» Records for the task:
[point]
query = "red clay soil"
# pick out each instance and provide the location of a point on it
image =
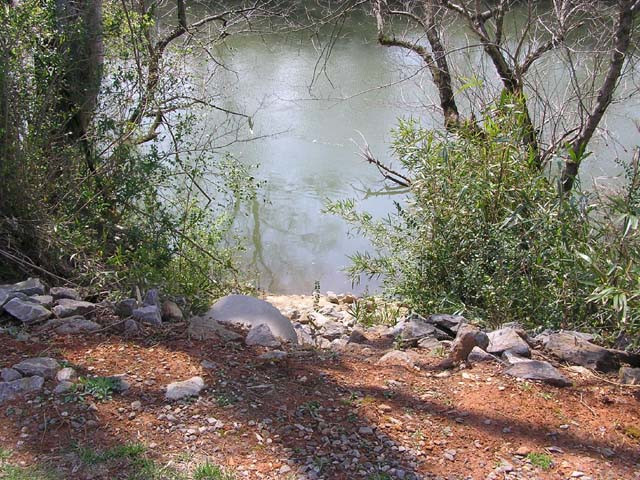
(337, 411)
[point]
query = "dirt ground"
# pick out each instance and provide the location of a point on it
(317, 414)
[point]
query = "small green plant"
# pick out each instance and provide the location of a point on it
(210, 471)
(540, 460)
(100, 388)
(316, 295)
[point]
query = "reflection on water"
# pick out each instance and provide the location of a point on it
(292, 242)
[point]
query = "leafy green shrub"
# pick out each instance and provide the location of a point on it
(484, 232)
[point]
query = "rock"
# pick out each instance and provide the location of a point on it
(537, 370)
(577, 351)
(304, 334)
(31, 286)
(467, 338)
(430, 343)
(415, 327)
(478, 355)
(204, 328)
(261, 335)
(25, 311)
(512, 358)
(332, 298)
(121, 384)
(125, 308)
(629, 376)
(45, 300)
(398, 358)
(149, 314)
(318, 319)
(249, 311)
(171, 312)
(64, 292)
(66, 374)
(348, 299)
(508, 338)
(358, 336)
(151, 298)
(184, 389)
(67, 307)
(77, 325)
(9, 374)
(45, 367)
(131, 327)
(274, 355)
(446, 322)
(63, 387)
(10, 390)
(332, 330)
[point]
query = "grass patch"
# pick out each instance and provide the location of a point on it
(131, 460)
(540, 460)
(210, 471)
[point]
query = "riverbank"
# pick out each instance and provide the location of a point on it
(186, 395)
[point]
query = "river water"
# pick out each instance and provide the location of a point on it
(311, 120)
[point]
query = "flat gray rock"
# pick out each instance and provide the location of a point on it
(148, 314)
(204, 328)
(629, 376)
(67, 307)
(249, 311)
(45, 300)
(11, 390)
(9, 374)
(171, 311)
(508, 338)
(576, 351)
(77, 325)
(125, 308)
(25, 311)
(274, 356)
(478, 355)
(184, 389)
(31, 286)
(41, 366)
(446, 321)
(64, 292)
(540, 371)
(261, 335)
(398, 358)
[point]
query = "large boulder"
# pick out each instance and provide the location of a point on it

» The request:
Give back the entries verbatim. Do not include any picture.

» Written reply:
[point]
query = "red clay soil"
# pick out each instance and provide the location of a point on it
image =
(337, 411)
[point]
query = "dirt ground"
# pick out each instance and provide the location of a point on it
(317, 414)
[point]
query = "small green plant"
# pick out each instance and provide the location of a point on it
(210, 471)
(540, 460)
(100, 388)
(316, 295)
[point]
query = "reflection on water"
# pick out each instance and provide the location of a point on it
(292, 242)
[point]
query = "leafy green shrub"
# pick out each instance and provide the location of a point on it
(484, 232)
[point]
query = "rock"
# pick out each instance and provide the location of a point on it
(537, 370)
(577, 351)
(304, 334)
(31, 286)
(467, 338)
(430, 343)
(415, 327)
(478, 355)
(204, 328)
(261, 335)
(25, 311)
(512, 358)
(332, 298)
(121, 384)
(125, 308)
(629, 376)
(45, 300)
(398, 358)
(149, 314)
(318, 319)
(249, 311)
(171, 312)
(64, 292)
(66, 374)
(348, 299)
(508, 338)
(358, 336)
(151, 298)
(184, 389)
(67, 307)
(77, 325)
(9, 374)
(45, 367)
(131, 327)
(274, 355)
(446, 322)
(63, 387)
(10, 390)
(332, 330)
[point]
query = "grass patch"
# pick out each instance and provide the location of a point on it
(131, 460)
(540, 460)
(210, 471)
[point]
query = "riverbank"
# pick out each instance and provide the location of a point on it
(186, 395)
[point]
query = "river water"
# pick out each instance and provide the location of a point on it
(311, 120)
[point]
query = "flat gray rock"
# pick out each instance and provide the location of a point on it
(148, 314)
(204, 328)
(629, 376)
(67, 307)
(249, 311)
(45, 300)
(11, 390)
(9, 374)
(171, 311)
(508, 338)
(576, 351)
(77, 325)
(125, 308)
(25, 311)
(274, 356)
(478, 355)
(184, 389)
(31, 286)
(41, 366)
(446, 321)
(64, 292)
(540, 371)
(261, 335)
(398, 358)
[point]
query = "large boulder"
# pick out each instance and provide the location of a point on it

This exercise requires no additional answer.